_Task brief_: Look for "Query: moss-covered boulder" in the listing below, then copy exactly the line it appears in and all lines after it to the end, and nothing more.

»»

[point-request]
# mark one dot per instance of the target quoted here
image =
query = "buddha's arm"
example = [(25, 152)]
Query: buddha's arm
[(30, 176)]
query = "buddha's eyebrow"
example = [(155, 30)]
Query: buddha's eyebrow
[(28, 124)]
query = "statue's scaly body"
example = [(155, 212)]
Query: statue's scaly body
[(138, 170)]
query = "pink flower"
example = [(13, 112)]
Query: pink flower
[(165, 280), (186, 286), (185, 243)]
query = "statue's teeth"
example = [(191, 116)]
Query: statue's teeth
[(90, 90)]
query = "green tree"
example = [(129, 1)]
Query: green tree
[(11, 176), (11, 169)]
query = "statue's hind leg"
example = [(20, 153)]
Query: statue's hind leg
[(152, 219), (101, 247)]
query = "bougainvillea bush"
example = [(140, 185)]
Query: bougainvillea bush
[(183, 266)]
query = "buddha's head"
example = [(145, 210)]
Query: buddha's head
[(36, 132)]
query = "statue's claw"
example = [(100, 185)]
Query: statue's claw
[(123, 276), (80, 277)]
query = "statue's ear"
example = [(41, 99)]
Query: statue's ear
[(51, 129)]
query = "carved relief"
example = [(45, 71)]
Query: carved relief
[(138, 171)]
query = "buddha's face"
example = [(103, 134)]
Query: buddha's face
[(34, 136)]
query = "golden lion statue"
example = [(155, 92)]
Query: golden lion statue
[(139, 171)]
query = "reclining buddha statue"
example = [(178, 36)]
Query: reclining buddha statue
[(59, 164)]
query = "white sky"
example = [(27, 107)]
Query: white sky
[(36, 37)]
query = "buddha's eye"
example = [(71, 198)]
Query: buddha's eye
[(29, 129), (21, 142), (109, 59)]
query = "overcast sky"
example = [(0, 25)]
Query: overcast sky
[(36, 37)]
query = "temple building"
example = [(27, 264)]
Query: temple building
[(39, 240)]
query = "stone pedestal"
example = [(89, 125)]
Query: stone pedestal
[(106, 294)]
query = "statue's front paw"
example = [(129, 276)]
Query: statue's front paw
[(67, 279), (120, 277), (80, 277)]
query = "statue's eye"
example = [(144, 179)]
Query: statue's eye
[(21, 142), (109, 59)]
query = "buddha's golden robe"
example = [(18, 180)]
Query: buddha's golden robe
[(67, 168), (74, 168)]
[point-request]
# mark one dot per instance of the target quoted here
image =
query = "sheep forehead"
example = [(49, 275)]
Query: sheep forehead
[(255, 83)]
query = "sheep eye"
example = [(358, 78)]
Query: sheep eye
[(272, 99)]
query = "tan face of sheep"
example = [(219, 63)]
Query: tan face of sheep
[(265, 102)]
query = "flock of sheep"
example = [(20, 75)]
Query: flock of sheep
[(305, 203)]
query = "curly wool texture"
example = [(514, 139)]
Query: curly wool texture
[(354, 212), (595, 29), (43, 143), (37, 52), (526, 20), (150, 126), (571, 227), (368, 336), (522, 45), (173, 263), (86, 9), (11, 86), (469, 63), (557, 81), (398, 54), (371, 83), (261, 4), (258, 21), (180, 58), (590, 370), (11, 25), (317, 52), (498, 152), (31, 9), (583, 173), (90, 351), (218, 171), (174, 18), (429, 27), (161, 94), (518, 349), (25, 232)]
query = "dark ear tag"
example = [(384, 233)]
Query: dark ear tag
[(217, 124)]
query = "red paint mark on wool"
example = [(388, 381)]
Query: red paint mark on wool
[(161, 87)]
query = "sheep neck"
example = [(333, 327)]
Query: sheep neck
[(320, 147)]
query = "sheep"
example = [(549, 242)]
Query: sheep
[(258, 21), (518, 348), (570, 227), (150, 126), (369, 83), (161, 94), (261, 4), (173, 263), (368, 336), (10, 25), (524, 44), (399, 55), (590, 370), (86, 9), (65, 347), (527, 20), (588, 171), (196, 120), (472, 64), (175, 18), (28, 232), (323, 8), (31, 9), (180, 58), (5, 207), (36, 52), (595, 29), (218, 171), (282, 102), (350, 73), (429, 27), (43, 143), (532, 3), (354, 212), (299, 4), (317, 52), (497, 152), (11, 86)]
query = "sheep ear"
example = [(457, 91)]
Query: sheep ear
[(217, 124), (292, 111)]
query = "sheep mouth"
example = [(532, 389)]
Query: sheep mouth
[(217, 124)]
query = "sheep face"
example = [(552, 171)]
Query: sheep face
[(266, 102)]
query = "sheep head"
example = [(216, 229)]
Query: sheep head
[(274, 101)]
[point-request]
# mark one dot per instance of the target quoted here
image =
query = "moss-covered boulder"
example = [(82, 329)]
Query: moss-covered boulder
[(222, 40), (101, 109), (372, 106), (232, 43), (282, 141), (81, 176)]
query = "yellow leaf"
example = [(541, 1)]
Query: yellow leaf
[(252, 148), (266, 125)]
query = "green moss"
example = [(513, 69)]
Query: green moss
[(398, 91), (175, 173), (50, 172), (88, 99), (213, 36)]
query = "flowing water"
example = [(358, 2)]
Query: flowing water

««

_Response_:
Query: moss-covered boulder
[(222, 40), (101, 109), (372, 106), (232, 43), (282, 141), (81, 176)]
query = "yellow leaf"
example = [(541, 1)]
Query: yellow leaf
[(252, 148), (266, 125)]
query = "green moss"
example = [(513, 69)]
Query: green moss
[(398, 91), (175, 173), (50, 172), (88, 99), (213, 36)]
query = "flowing water"
example = [(358, 2)]
Query: flowing water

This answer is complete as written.